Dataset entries
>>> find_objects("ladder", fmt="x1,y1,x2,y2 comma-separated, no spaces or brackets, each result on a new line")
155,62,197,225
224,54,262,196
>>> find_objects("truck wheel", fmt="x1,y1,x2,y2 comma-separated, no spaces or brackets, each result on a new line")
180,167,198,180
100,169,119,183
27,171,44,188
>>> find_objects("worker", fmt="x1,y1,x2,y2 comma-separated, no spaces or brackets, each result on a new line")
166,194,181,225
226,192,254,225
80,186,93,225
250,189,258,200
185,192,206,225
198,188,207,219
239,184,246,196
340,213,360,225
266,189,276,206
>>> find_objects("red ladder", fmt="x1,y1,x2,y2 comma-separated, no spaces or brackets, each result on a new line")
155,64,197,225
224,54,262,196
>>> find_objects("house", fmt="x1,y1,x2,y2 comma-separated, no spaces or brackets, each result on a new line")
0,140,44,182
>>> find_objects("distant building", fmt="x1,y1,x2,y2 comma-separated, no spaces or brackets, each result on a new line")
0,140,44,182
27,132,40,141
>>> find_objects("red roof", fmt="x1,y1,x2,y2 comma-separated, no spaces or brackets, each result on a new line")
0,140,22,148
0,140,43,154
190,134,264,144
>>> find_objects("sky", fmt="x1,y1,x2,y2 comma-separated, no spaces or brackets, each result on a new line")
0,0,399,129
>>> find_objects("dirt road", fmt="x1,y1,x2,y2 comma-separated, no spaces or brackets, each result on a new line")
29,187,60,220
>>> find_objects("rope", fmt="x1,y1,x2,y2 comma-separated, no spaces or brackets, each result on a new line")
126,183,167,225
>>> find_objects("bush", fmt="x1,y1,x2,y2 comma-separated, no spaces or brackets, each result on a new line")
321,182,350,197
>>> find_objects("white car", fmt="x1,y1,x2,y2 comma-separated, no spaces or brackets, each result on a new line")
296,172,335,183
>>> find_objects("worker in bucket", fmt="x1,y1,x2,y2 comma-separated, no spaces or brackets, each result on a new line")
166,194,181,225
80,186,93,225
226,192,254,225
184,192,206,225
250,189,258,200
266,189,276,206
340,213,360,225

**WORK TASK**. Every record above needs to be given again exactly.

**EXPECTED ANSWER**.
>>> find_objects("ladder", fmt="x1,y1,x2,y2 comma-separated, no spaces or brackets, each result on a new line")
155,62,197,225
224,54,262,196
>>> find_objects("truck wheel", fmt="x1,y1,x2,y2 comma-separated, no spaces or brackets, each result on a new line")
180,167,198,180
100,169,119,183
27,171,44,188
>>> find_objects("worker", fmt="x1,y1,x2,y2 comma-separated, no spaces or brackets, each result on a new line")
166,194,181,225
226,192,254,225
80,186,93,225
250,189,258,200
185,192,206,225
198,188,207,219
239,184,246,196
340,213,360,225
266,189,276,206
>>> find_objects("red ladder", fmt="x1,y1,x2,y2 comma-separated, no spaces or brackets, each result on a new line")
155,64,197,225
224,54,262,196
>>> find_objects("house", fmt="x1,y1,x2,y2 comma-separated, no spaces or brackets, each result on a new line")
0,140,44,182
>>> find_objects("distant building", fmt="x1,y1,x2,y2 comma-separated, no spaces or brackets, each result on a new line")
0,140,44,182
27,132,40,141
>>> find_objects("red roof", fmt="x1,y1,x2,y2 comma-separated, no spaces or brackets, each result on a new line")
0,140,22,148
0,140,43,154
190,134,264,144
>>> find_objects("sky", fmt="x1,y1,x2,y2 comma-separated, no spaces or brackets, each result on a new line")
0,0,399,129
>>> find_objects("dirt road", fmt="x1,y1,x2,y2 comma-separated, no spaces or brackets, each result on a new line")
29,187,60,220
>>> find_objects("rope", fmt="x1,y1,x2,y2 comma-separated, no spaces or brackets, each result on a new line")
126,183,167,225
>>> find_objects("bush", fmt="x1,y1,x2,y2 comma-separated, no spaces or brackets, each result on a new line")
321,182,350,197
>>> find_objects("white car", fmt="x1,y1,x2,y2 comma-separated, no spaces or brackets, each result on a new line")
296,172,335,183
>>> find_objects("worker in bucket", fmt="x1,y1,x2,y2 comma-separated, no spaces or brackets, each result on a new line")
166,194,181,225
80,186,93,225
226,192,254,225
184,192,206,225
250,189,258,200
266,189,276,206
340,213,360,225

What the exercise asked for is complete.